Assigned task ->
Drop the pictures, then extract the listing word for word.

Dataset content ->
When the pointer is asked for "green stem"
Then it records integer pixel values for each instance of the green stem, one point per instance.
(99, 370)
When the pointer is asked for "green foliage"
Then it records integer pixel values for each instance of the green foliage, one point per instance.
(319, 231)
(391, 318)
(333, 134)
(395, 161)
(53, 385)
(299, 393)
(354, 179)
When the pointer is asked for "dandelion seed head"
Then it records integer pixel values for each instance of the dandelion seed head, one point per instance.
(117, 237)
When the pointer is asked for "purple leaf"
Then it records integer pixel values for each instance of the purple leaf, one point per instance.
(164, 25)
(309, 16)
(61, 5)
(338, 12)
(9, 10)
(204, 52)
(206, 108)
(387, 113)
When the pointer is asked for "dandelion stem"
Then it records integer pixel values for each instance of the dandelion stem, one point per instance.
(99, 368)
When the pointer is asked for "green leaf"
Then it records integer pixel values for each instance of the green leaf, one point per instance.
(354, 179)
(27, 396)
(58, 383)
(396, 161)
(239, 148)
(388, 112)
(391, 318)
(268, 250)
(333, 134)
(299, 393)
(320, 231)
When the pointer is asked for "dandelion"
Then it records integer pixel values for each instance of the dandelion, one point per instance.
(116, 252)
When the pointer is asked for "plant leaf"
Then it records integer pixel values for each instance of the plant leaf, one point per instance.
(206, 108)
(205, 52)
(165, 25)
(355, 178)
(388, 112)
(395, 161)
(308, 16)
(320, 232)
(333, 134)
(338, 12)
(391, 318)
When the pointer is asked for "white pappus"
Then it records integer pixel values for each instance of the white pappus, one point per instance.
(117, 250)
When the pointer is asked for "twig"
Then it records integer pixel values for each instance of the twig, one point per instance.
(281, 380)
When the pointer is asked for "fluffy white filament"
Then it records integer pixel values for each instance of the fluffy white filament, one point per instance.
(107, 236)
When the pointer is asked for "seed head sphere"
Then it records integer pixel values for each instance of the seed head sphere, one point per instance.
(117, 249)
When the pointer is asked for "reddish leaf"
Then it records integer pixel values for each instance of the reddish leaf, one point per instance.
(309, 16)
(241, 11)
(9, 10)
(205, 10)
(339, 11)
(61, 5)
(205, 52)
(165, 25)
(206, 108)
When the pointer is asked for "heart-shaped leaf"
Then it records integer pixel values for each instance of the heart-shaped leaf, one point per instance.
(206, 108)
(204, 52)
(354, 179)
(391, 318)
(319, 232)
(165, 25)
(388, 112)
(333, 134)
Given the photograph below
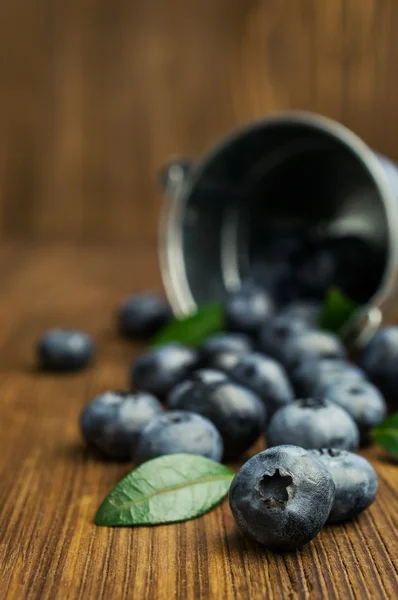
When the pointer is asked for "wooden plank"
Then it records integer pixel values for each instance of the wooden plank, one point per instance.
(96, 96)
(51, 485)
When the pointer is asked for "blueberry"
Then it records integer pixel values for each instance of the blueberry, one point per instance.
(355, 481)
(162, 367)
(201, 376)
(311, 343)
(307, 311)
(313, 423)
(380, 359)
(179, 431)
(276, 332)
(266, 377)
(313, 375)
(225, 360)
(282, 497)
(113, 421)
(247, 309)
(238, 413)
(362, 401)
(64, 350)
(237, 343)
(142, 315)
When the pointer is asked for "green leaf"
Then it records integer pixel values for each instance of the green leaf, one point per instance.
(386, 434)
(337, 310)
(192, 330)
(168, 489)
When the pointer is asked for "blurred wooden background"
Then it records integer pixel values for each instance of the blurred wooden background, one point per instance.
(96, 95)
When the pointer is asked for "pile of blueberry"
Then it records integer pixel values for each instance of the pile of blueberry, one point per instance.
(273, 374)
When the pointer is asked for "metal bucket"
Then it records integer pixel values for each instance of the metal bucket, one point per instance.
(294, 168)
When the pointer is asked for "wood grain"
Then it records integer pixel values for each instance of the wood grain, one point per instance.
(51, 485)
(95, 95)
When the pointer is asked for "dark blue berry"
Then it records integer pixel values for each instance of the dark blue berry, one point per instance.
(64, 350)
(362, 401)
(313, 375)
(199, 376)
(355, 481)
(276, 332)
(311, 343)
(307, 311)
(238, 413)
(266, 377)
(225, 360)
(313, 423)
(142, 315)
(380, 361)
(113, 421)
(282, 497)
(238, 343)
(161, 368)
(179, 431)
(247, 309)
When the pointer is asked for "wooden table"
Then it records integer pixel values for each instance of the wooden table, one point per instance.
(51, 485)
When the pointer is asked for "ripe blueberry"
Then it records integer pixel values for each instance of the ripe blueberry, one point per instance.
(160, 368)
(247, 309)
(142, 315)
(311, 343)
(307, 311)
(266, 377)
(380, 359)
(238, 413)
(313, 423)
(355, 481)
(199, 376)
(238, 343)
(313, 375)
(179, 431)
(113, 421)
(282, 497)
(64, 350)
(362, 401)
(276, 332)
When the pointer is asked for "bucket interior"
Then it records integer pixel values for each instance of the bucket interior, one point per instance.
(270, 179)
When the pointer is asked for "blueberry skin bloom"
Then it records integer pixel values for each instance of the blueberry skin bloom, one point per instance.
(276, 332)
(225, 342)
(179, 431)
(312, 343)
(266, 377)
(306, 311)
(159, 369)
(313, 423)
(224, 360)
(238, 413)
(362, 401)
(312, 376)
(247, 309)
(112, 422)
(142, 315)
(380, 359)
(64, 350)
(355, 480)
(199, 376)
(282, 497)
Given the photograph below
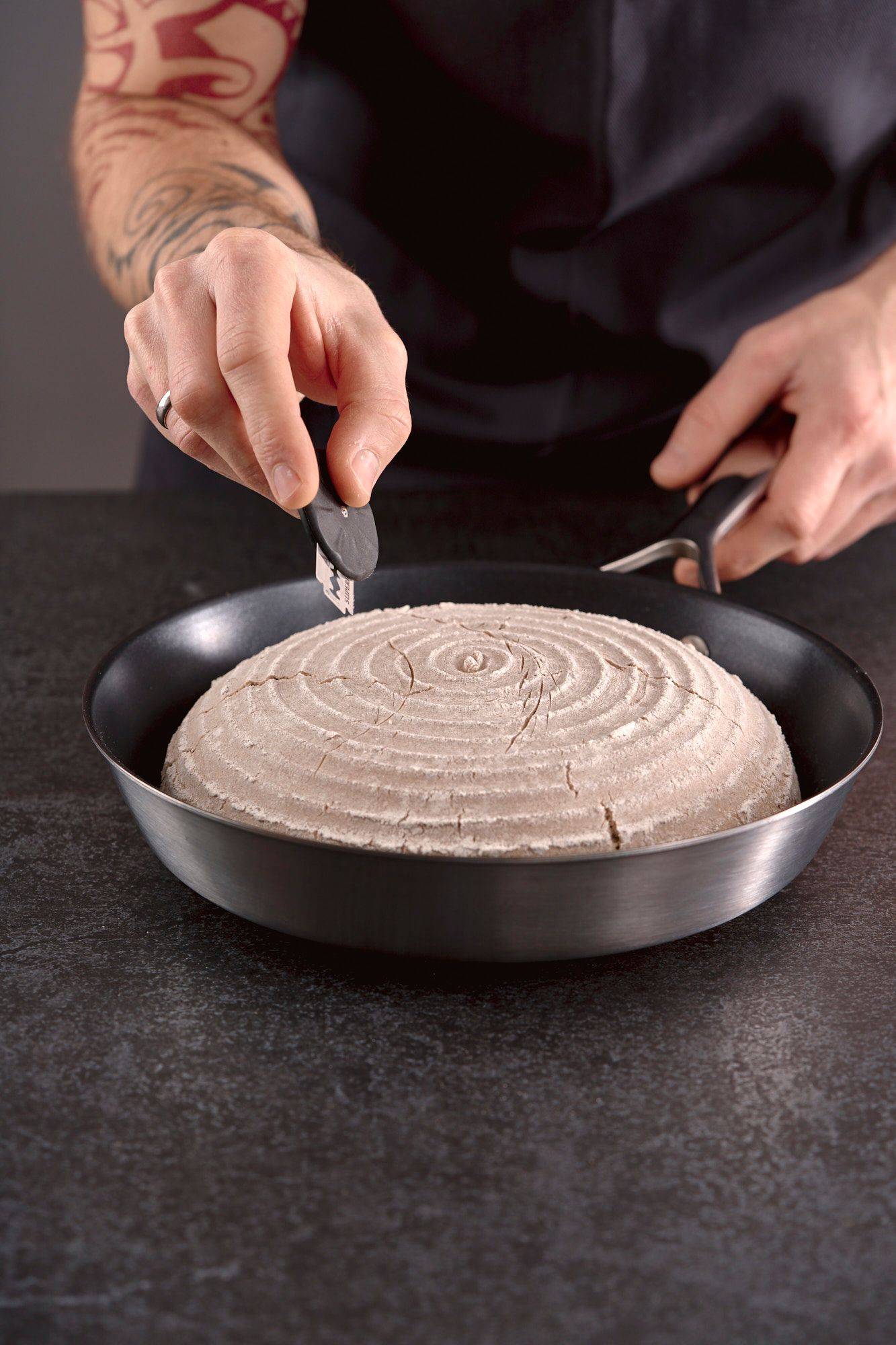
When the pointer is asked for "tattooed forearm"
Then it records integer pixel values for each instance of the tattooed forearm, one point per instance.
(225, 54)
(174, 137)
(177, 213)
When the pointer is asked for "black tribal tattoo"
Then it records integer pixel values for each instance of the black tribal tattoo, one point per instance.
(177, 213)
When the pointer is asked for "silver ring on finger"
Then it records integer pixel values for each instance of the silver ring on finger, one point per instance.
(163, 411)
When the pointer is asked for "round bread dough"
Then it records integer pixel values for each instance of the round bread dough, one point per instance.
(478, 730)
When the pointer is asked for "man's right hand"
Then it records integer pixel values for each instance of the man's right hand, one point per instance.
(237, 332)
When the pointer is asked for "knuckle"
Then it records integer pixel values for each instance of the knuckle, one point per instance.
(396, 349)
(395, 412)
(701, 416)
(135, 323)
(192, 396)
(801, 553)
(858, 416)
(241, 247)
(267, 442)
(240, 348)
(794, 518)
(192, 445)
(135, 385)
(171, 280)
(767, 345)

Task solution ->
When the pointer is asked for "green stem"
Then it records integer pixel values for each instance of the green stem, one point per instance.
(99, 370)
When the pointer is asked for "green foliage"
Then it records integer pixel values for each instance of the green foliage, one point per instance.
(319, 231)
(391, 318)
(333, 134)
(395, 161)
(53, 385)
(299, 393)
(354, 179)
When the pointer is asked for "dandelion seed head"
Then it records integer pixel values for each instance of the dandelion seed head, one point per instance.
(117, 237)
When the pointer is asked for "purple leaf"
Then it records integer pixel values for each instance of the purple leaf, one point per instance.
(164, 25)
(309, 16)
(61, 5)
(338, 12)
(9, 10)
(204, 52)
(206, 108)
(387, 113)
When the pointer is asked for "dandelion stem"
Then it records integer pixel values for each instance of the dandelion stem, one point per instance.
(99, 368)
When the pointer is asked for "green leaf"
Then it records integer pixel values for each instance of the green leaf, one point per instance.
(354, 179)
(27, 396)
(58, 383)
(396, 161)
(239, 148)
(388, 112)
(391, 318)
(268, 250)
(333, 134)
(299, 393)
(320, 231)
When the pointer is asked for "dandelion"
Then it records integer pixel values for each instance of the dandelion, one point per instance.
(116, 252)
When the pointer is asked for "plant leaf"
Then it records integer pixel values for each instance of the plant leaf, one point per instance.
(206, 108)
(205, 52)
(165, 25)
(355, 178)
(388, 112)
(395, 161)
(308, 16)
(320, 232)
(333, 134)
(338, 12)
(391, 318)
When the pointer is asked for "white pappus"
Then it records integer pixel values for each instance of the white pappus, one point per instance.
(117, 250)
When the pointer is asked for "twig"
Then it records integer pixel values for each instance of the twig, one point per instance.
(281, 380)
When the pointer is asked for "fluffy white filament"
Then it records integer pixel values for each instance of the fluffy white filament, one point per instance.
(107, 236)
When the pointer is asked for "seed head sphere"
Then it records integer pixel values for each instance of the seed head sphere, one point per instance.
(117, 249)
When the pointer is asked for "reddish leaf"
Then it records integer pixel values for each instance of the reddish leaf, one point per instance.
(309, 16)
(241, 11)
(9, 10)
(205, 10)
(339, 11)
(61, 5)
(205, 52)
(165, 25)
(206, 108)
When the pointer is asked for "heart-shaped leaf"
Then it records integer pixel values for each instance of the heart-shaped leaf, one point per instance.
(206, 108)
(204, 52)
(354, 179)
(391, 318)
(319, 232)
(165, 25)
(388, 112)
(333, 134)
Given the photograph below
When the pointer is asked for "wooden plank"
Then it records integer pixel values for each instance of the wooden plank, one point per instance.
(96, 96)
(51, 485)
When the pointer is asked for "blueberry"
Then it records integer pixel values for each instance of the blueberry, one point per instance.
(355, 481)
(162, 367)
(201, 376)
(311, 343)
(307, 311)
(313, 423)
(380, 359)
(179, 431)
(276, 332)
(266, 377)
(313, 375)
(225, 360)
(282, 497)
(113, 421)
(247, 309)
(238, 413)
(362, 401)
(64, 350)
(237, 343)
(142, 315)
When the pointer is asked for "green leaf"
Then it records integer pixel values for each instance of the green leaf, one point per instance.
(386, 434)
(337, 310)
(192, 330)
(168, 489)
When the pointer is asked for "blurred wooden background"
Then it records integer pixel values for each instance of the blurred wooden background, one point per instance.
(96, 95)
When the pointer is asked for "pile of blueberry"
Then it records integer pixel values for each instance of the pile of blueberry, one point per instance.
(273, 374)
When the pointer is asked for "metal bucket"
Then it records integer pixel values for each instance of the metal bucket, one point per instance.
(294, 168)
When the pointer is asked for "wood grain"
Then it records integer pixel values for each instance of the wood grain, one point per instance.
(51, 485)
(95, 95)
When the pointer is asked for "dark blue berry"
Then it records integer pixel values for each instance of the dark blue berry, one point per instance.
(64, 350)
(362, 401)
(313, 375)
(199, 376)
(355, 481)
(276, 332)
(311, 343)
(307, 311)
(238, 413)
(266, 377)
(225, 360)
(313, 423)
(142, 315)
(380, 361)
(113, 421)
(282, 497)
(238, 343)
(161, 368)
(179, 431)
(247, 309)
When the pointer is asked for "wooden table"
Then it records integer pixel values for each instance of the wooden table, one point per instance.
(51, 485)
When the pointer is asked for "ripe blueberry"
Then it records integer pixel values for each instance of the ripe blueberry, one point per instance.
(160, 368)
(247, 309)
(142, 315)
(311, 343)
(307, 311)
(266, 377)
(380, 359)
(238, 413)
(313, 423)
(355, 481)
(199, 376)
(238, 343)
(313, 375)
(179, 431)
(113, 421)
(282, 497)
(64, 350)
(362, 401)
(276, 332)
When the pointer is asked for "bucket interior"
Then it records integer pixel values for each instance of the bucket interior, one point per instance.
(270, 179)
When the pointer is asked for "blueberry skin bloom"
Then it records integer pixel values for each instance of the blueberry skin bloom, one point per instance.
(276, 332)
(225, 342)
(179, 431)
(312, 343)
(266, 377)
(306, 311)
(159, 369)
(313, 423)
(224, 360)
(238, 413)
(362, 401)
(312, 376)
(247, 309)
(112, 422)
(142, 315)
(380, 359)
(64, 350)
(355, 480)
(199, 376)
(282, 497)
Given the photograph below
When the pointer is asked for "tattooed forearm"
Then it records integer pixel values for each instance of the tattooed forearm, one point per instance.
(225, 54)
(174, 137)
(177, 213)
When the pointer is asked for "black tribal tattoo"
Then it records integer pixel values for each instance of the black tribal tattoo, one point per instance.
(177, 213)
When the pointer is asked for "silver ring on finger"
Then it records integer pixel values for each instance of the silver ring on finger, one point per instance.
(163, 411)
When the pointer is asked for "round bread dough"
Then it records integer pixel values for each instance of the round bread dough, one point per instance.
(478, 730)
When the pointer is asked for "man's right hand"
Then it records integer pixel values for each instance of the man's right hand, one point per instance.
(237, 332)
When the pointer is asked for "knuckle"
Then it records integer pixel values for each instance of the knuckle, one point per instance.
(396, 349)
(395, 412)
(701, 416)
(135, 323)
(192, 396)
(801, 553)
(858, 416)
(241, 247)
(267, 442)
(240, 348)
(794, 518)
(192, 445)
(135, 385)
(171, 280)
(767, 345)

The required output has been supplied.